→ WRITTEN EXERCISE A
Name every writer mentioned by name in the prose paragraph of the passage below, in the order they appear.

→ TEXT SEGMENT
__________
So passeth, in the passing of a day,
Of mortall life the leafe, the bud, the flowre

No more doth florish after first decay,
That earst was sought to deck both bed and bowre
Of many a lady, and many a Paramowre.
Gather therefore the Rose whilest yet is prime,
For soone comes age that will her pride deflowre;
Gather the Rose of love whitest yet is time,
Whitest loving thou mayest loved be withe equall crime.

A sense of evanescence, of dreamlikeness, quite different from the thoughtless enjoyment of Boiardo, from the bold and manly facing of the future, the solemn, strong sense of life and death as of waking realities, of the Elizabethan dramatists, even of weaklings like Massinger and Beaumont. In Tasso and in Spenser there is no such joyousness, no such solemnity; only a dreamy watching, a regret which is scarcely a regret, at the evanescence of pale beauty and pale life, of joys feebly felt and evils meekly borne.
__________
→ WRITTEN EXERCISE B
Identify each line in the listing below that contains the string "paved", and copy those lines. Matching is case-sensitive.

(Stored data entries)
__________
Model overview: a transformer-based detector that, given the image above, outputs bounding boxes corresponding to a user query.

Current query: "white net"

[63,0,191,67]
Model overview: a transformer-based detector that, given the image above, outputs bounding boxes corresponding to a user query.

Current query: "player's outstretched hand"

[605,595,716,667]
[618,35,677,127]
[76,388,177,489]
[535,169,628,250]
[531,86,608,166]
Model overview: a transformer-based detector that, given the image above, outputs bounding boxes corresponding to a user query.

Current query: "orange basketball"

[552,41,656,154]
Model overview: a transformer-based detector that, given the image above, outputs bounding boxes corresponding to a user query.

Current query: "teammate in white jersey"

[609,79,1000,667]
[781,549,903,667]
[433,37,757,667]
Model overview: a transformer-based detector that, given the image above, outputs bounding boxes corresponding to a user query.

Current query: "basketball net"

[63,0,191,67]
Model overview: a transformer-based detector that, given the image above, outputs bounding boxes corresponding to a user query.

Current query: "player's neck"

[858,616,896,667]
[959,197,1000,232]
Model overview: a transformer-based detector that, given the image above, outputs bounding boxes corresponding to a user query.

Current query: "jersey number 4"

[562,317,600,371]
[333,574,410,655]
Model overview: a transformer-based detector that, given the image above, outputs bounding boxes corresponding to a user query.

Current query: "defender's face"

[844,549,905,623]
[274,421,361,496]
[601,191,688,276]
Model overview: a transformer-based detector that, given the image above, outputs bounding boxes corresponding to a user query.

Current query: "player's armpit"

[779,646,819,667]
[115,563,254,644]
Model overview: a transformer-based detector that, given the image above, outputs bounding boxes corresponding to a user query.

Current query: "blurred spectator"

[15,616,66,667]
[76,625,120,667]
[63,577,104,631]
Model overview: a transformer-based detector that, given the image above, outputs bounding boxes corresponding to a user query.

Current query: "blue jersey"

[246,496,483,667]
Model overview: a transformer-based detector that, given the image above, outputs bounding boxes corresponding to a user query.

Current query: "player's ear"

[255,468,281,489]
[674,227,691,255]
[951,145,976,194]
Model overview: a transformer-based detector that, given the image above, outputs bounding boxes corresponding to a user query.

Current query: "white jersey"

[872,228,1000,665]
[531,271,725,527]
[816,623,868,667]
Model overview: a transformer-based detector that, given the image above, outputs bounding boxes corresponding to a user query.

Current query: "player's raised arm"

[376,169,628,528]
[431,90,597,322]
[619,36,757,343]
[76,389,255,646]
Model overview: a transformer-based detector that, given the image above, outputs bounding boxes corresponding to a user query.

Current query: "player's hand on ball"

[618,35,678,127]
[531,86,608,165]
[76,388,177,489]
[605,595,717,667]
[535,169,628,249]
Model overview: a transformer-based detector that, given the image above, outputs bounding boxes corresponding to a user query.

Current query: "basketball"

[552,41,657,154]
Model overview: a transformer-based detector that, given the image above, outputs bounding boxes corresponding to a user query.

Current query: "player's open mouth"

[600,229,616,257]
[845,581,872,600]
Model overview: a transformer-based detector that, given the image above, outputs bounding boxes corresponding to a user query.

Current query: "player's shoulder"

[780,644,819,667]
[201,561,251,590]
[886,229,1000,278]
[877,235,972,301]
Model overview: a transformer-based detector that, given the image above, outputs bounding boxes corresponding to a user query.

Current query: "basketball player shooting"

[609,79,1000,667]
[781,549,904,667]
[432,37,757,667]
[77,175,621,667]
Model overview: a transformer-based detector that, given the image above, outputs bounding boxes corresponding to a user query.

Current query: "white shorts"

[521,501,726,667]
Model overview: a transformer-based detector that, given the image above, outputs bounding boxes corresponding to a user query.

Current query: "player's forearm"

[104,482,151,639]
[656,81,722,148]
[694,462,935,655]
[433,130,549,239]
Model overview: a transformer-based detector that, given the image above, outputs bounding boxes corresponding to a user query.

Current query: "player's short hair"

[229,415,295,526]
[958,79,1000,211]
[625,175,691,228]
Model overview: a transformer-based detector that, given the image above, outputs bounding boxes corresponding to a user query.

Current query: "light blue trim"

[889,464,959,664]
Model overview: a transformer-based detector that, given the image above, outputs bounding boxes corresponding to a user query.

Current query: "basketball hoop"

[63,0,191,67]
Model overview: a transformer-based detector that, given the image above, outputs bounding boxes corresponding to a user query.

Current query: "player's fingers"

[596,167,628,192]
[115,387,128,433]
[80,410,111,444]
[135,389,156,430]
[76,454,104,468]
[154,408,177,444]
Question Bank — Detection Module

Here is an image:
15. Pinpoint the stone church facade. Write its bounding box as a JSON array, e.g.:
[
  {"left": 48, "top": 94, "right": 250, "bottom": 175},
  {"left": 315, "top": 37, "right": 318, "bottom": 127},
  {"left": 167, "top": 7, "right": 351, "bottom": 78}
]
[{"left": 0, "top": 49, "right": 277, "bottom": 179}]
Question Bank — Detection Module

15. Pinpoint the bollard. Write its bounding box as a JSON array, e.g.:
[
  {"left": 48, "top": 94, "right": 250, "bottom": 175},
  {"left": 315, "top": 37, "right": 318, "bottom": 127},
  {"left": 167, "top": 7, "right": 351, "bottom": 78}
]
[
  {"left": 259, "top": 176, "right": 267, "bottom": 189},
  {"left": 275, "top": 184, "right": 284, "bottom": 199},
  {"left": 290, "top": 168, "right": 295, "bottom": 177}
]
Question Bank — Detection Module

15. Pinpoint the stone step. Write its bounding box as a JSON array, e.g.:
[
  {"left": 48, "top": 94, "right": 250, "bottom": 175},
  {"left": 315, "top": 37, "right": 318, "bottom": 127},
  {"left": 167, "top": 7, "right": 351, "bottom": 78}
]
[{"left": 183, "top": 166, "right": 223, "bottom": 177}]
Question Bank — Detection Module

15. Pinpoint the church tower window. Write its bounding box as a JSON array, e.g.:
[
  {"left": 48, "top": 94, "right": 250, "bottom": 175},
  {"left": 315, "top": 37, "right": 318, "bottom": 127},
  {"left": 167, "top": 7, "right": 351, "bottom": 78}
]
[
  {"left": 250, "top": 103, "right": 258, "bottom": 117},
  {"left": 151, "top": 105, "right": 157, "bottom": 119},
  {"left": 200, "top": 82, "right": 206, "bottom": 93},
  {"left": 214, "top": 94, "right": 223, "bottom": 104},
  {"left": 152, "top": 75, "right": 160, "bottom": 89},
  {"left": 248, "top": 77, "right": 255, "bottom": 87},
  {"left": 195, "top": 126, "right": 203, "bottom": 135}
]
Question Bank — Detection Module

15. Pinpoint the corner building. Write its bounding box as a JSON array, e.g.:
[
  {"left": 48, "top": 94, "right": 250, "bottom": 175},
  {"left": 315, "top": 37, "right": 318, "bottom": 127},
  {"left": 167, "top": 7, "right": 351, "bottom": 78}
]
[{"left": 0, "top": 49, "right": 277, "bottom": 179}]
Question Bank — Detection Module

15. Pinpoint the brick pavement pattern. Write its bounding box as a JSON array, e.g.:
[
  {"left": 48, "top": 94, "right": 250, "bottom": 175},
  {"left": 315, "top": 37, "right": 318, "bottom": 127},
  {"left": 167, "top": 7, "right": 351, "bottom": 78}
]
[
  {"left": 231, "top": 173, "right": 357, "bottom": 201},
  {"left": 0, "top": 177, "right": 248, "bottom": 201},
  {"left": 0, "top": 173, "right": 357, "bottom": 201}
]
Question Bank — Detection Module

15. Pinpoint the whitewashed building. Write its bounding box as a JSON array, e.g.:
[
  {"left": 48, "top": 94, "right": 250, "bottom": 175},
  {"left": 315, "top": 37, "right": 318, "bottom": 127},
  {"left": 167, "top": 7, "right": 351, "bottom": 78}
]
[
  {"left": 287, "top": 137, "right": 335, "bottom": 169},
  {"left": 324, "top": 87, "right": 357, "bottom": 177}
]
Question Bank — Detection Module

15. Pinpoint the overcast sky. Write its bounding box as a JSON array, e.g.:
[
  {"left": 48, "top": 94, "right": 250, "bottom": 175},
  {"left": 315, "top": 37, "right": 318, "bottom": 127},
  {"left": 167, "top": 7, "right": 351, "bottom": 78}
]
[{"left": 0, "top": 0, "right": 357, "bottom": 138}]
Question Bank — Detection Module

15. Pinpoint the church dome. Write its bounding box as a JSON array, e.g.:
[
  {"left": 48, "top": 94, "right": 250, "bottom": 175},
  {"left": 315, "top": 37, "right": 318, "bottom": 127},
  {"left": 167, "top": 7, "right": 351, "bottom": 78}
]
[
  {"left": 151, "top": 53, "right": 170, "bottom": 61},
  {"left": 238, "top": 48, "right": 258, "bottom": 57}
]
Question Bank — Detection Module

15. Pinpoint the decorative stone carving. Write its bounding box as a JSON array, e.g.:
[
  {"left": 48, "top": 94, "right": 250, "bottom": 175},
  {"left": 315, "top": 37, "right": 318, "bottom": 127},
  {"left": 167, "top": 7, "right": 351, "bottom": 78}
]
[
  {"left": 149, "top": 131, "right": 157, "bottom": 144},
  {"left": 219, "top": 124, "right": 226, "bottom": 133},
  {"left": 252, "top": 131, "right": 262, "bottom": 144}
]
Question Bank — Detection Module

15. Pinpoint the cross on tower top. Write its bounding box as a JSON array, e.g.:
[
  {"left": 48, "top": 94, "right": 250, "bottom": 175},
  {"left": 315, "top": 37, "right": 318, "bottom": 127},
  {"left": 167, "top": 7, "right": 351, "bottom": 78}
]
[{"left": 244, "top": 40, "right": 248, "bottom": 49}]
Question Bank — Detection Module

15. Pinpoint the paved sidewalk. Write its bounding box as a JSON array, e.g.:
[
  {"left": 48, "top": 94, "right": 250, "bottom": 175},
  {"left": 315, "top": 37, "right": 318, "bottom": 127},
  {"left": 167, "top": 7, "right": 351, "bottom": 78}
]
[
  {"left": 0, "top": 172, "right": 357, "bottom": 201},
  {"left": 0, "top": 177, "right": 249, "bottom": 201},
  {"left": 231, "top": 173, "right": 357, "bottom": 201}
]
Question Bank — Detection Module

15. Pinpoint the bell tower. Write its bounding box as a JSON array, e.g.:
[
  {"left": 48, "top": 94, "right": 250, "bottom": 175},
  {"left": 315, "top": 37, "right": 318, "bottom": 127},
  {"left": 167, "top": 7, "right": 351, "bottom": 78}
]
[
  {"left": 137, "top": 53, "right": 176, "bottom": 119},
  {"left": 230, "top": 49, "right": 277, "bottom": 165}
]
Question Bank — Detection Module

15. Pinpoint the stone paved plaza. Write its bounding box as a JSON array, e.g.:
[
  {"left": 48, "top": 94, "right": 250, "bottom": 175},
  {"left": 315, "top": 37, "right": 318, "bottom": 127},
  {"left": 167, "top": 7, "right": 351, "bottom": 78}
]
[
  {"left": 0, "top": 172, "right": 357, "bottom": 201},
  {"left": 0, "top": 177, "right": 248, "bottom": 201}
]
__________
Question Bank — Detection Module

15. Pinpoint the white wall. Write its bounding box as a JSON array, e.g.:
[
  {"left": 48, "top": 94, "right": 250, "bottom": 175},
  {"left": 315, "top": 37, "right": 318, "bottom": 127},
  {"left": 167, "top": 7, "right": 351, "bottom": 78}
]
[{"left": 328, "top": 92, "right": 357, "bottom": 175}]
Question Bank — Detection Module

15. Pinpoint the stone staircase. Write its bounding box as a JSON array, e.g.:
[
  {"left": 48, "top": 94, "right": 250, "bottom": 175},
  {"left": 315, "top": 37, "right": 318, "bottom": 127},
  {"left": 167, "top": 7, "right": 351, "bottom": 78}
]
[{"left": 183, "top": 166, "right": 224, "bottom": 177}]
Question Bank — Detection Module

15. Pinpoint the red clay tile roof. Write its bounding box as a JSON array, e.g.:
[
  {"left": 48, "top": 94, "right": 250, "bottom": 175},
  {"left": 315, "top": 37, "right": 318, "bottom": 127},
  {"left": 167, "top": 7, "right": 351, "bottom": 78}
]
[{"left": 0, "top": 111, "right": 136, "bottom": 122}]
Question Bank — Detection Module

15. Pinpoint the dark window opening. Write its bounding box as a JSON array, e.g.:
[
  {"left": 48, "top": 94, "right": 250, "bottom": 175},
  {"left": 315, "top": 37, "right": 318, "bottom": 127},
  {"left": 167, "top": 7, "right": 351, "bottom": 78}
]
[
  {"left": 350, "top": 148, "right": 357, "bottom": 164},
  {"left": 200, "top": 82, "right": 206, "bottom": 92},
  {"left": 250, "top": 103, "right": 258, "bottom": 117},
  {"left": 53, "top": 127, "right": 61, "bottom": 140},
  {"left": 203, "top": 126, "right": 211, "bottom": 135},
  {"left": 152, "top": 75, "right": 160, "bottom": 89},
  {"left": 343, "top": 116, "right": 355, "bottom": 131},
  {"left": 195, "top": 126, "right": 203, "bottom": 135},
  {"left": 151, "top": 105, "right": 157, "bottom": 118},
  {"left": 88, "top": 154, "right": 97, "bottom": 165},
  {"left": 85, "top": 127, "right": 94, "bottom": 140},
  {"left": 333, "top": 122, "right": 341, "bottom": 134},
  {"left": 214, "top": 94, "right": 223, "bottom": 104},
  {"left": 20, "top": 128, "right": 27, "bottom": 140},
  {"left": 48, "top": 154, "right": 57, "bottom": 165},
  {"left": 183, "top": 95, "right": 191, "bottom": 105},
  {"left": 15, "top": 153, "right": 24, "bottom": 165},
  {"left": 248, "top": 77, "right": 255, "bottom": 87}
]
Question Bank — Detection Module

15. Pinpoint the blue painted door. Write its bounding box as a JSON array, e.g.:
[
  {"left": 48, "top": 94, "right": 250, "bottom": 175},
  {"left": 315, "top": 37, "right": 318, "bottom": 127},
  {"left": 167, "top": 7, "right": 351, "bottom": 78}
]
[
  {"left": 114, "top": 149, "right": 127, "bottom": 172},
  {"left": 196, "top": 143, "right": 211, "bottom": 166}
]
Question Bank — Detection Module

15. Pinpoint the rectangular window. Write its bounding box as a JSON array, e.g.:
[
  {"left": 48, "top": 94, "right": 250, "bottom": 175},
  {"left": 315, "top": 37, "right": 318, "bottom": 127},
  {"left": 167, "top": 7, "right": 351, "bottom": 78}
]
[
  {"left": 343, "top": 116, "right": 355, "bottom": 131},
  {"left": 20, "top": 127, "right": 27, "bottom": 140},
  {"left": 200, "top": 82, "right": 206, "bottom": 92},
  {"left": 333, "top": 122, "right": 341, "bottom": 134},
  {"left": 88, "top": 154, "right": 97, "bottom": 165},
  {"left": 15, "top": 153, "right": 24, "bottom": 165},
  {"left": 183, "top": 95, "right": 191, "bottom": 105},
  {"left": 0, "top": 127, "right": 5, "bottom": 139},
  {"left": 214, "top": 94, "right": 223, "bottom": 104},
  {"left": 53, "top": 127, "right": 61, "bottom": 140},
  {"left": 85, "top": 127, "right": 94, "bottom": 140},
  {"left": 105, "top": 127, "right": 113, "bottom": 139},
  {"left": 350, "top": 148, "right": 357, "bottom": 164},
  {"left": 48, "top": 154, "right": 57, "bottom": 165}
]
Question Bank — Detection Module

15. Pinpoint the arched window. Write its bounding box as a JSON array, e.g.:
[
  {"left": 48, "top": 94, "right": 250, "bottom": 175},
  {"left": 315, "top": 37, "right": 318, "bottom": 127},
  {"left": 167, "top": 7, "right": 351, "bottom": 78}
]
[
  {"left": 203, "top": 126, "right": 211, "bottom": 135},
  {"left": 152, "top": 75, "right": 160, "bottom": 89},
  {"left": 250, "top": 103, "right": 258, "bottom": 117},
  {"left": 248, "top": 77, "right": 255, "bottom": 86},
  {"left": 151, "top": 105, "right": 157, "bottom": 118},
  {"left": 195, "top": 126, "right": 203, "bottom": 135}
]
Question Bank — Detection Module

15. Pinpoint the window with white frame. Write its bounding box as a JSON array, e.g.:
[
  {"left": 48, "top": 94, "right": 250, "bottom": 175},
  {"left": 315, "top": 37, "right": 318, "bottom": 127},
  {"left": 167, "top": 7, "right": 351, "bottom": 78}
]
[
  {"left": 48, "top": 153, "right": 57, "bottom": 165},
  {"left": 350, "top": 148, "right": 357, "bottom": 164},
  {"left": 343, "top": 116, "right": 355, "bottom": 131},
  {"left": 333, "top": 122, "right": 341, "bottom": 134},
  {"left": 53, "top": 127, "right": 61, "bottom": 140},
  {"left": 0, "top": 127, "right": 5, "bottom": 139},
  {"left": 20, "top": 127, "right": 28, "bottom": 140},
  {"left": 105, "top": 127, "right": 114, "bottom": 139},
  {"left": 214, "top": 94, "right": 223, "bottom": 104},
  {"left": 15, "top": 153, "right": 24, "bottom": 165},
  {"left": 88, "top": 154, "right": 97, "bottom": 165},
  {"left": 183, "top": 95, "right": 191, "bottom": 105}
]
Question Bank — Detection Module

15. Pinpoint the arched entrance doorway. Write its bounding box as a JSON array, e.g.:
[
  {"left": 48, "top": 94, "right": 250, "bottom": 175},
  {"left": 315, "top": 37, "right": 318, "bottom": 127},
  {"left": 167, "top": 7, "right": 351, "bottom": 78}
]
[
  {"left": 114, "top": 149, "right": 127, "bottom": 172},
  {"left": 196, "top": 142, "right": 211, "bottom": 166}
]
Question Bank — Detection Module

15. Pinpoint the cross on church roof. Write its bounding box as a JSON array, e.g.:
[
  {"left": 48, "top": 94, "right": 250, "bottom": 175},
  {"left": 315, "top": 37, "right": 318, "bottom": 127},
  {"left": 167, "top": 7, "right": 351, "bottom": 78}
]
__________
→ COMPLETE ANSWER A
Boiardo, Massinger, Beaumont, Tasso, Spenser

→ COMPLETE ANSWER B
15. Pinpoint the paved sidewalk. Write its bounding box as a JSON array, e.g.:
15. Pinpoint the stone paved plaza. Write its bounding box as a JSON array, e.g.:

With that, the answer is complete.